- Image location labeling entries
────────────────────────────────────────

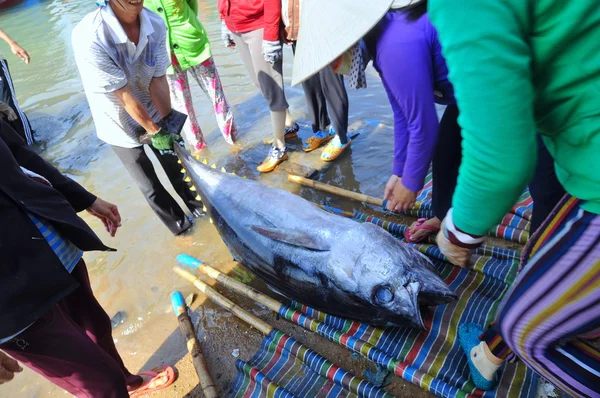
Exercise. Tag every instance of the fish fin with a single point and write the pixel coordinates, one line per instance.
(293, 237)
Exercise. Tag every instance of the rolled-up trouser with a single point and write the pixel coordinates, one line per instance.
(140, 167)
(268, 78)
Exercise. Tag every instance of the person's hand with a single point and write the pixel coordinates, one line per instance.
(20, 52)
(8, 368)
(107, 213)
(399, 198)
(455, 254)
(283, 37)
(272, 51)
(227, 36)
(164, 141)
(7, 112)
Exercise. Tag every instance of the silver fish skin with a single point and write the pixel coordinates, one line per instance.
(353, 270)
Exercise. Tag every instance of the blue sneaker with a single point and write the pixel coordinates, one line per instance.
(317, 139)
(468, 336)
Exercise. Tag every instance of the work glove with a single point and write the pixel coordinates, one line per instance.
(7, 112)
(163, 141)
(227, 36)
(272, 51)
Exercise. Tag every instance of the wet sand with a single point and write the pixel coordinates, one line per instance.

────────────────────────────────────────

- Exercise description
Copy all of the material above line for line, omitting the pictures from your copy.

- Answer to this exercise
Exercise. Tag every instance of the fish fin with a single point and write the pixel coordinates, one line per instance.
(293, 237)
Exercise. Tag every instance of the rolled-up trouser with a single point and write the pixel coordinates, one line per instance.
(140, 167)
(268, 78)
Exercise. Tag every instance of the person's hand with a single point and write the pixel coordinates, one line per instance.
(20, 52)
(8, 368)
(107, 213)
(399, 198)
(455, 254)
(283, 37)
(272, 51)
(227, 36)
(164, 141)
(7, 112)
Exercise. Tag every instance of the silver fish skin with a single point and write the pixel coordinates, one line per instance.
(353, 270)
Exercise. Tag every instance of the blue sneaker with a single point and write the pixel coordinates, one line per instance.
(317, 139)
(468, 336)
Exercise. Tag every instance of the work glove with a single point and write the pixel coordinates, one line per instance.
(7, 112)
(163, 141)
(227, 36)
(272, 51)
Exercise. Tag every instance of the wet sand with a single point and write the pixel coordinates, one line per instance.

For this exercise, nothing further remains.